GOAL -
Find every line in the material below that contains the string "wafer", and copy each one in full. Treat uppercase and lowercase as different.

RAW DATA -

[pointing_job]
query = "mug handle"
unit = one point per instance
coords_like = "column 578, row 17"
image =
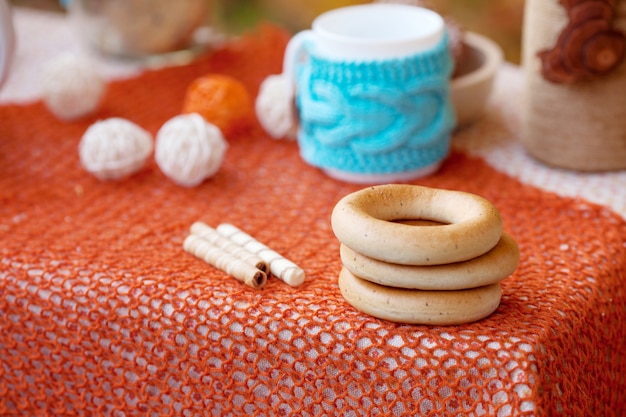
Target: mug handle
column 294, row 53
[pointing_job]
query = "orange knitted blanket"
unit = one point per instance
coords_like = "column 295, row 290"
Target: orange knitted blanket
column 103, row 313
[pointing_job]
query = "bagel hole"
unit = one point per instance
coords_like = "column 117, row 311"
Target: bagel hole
column 419, row 222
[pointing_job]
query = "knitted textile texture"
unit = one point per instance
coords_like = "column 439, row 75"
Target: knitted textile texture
column 375, row 117
column 103, row 313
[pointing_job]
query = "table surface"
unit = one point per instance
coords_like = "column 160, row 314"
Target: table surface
column 102, row 312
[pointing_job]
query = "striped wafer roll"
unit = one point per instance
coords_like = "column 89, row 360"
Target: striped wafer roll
column 281, row 267
column 213, row 237
column 225, row 261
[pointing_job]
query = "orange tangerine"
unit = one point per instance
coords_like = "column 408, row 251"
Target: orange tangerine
column 220, row 99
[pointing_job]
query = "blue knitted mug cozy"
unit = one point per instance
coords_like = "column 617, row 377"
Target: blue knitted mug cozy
column 375, row 117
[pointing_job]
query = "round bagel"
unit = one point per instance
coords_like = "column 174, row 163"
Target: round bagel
column 490, row 268
column 368, row 222
column 440, row 308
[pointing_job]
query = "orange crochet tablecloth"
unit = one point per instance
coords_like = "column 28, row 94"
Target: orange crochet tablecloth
column 103, row 313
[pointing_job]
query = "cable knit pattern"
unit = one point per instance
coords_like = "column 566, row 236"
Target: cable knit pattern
column 376, row 117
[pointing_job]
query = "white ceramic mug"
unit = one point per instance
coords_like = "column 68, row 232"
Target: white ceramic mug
column 368, row 32
column 7, row 40
column 379, row 48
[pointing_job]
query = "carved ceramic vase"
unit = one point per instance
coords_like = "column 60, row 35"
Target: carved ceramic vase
column 575, row 83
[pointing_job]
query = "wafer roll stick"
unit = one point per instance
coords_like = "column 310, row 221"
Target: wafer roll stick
column 213, row 237
column 225, row 261
column 281, row 267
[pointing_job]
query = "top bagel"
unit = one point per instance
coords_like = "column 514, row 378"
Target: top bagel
column 368, row 221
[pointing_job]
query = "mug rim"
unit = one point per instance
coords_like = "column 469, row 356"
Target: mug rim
column 334, row 17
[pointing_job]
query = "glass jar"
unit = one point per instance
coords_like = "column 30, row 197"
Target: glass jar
column 143, row 28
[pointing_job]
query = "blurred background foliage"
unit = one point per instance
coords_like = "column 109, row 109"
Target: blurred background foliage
column 500, row 20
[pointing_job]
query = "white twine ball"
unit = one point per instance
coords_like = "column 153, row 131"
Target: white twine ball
column 71, row 86
column 189, row 149
column 114, row 148
column 274, row 107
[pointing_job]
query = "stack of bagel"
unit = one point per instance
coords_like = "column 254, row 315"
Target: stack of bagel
column 420, row 255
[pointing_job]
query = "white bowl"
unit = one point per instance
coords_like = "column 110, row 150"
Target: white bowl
column 470, row 89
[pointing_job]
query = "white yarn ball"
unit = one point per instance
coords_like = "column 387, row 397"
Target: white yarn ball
column 189, row 149
column 274, row 107
column 71, row 86
column 114, row 148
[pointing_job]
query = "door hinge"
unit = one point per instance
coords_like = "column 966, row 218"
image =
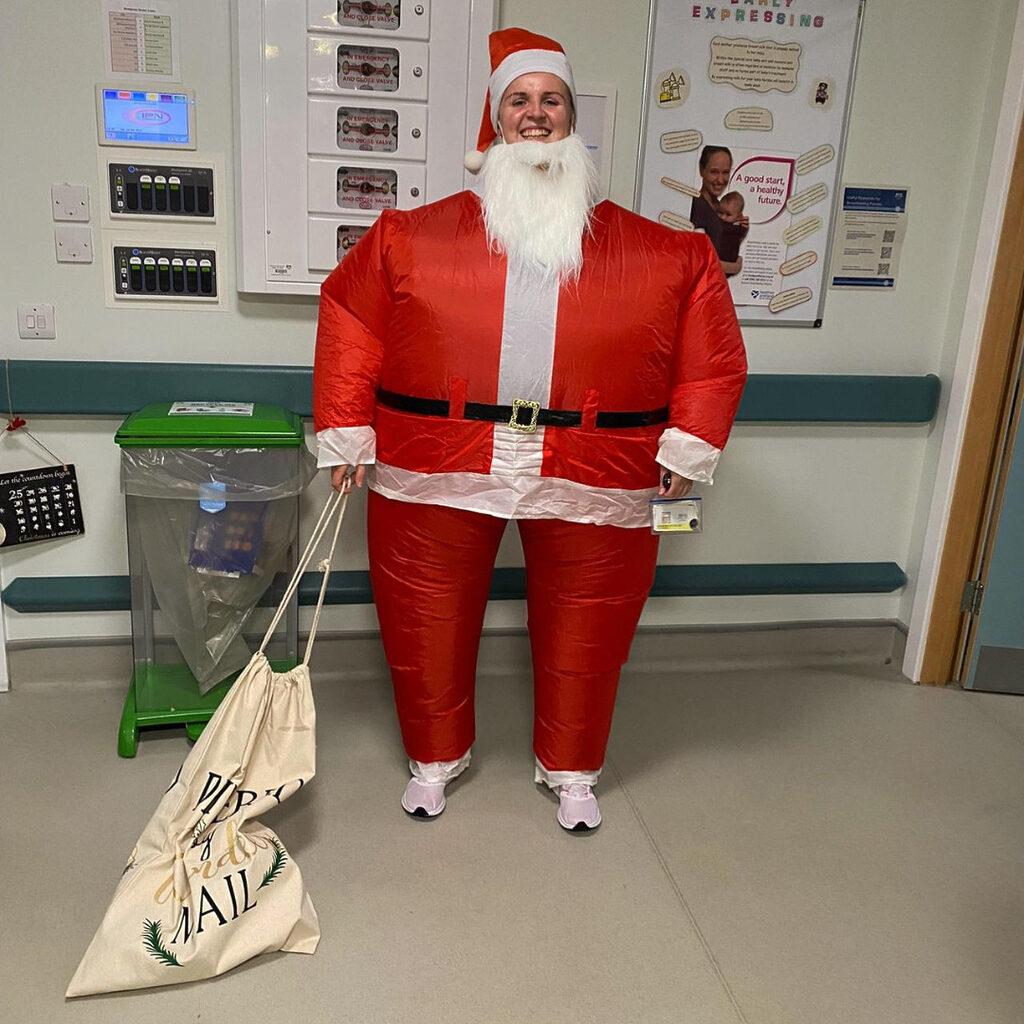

EXERCISE RESPONSE -
query = "striped wafer roll"
Target: striped wafer roll
query = "wafer roll stick"
Target: wafer roll stick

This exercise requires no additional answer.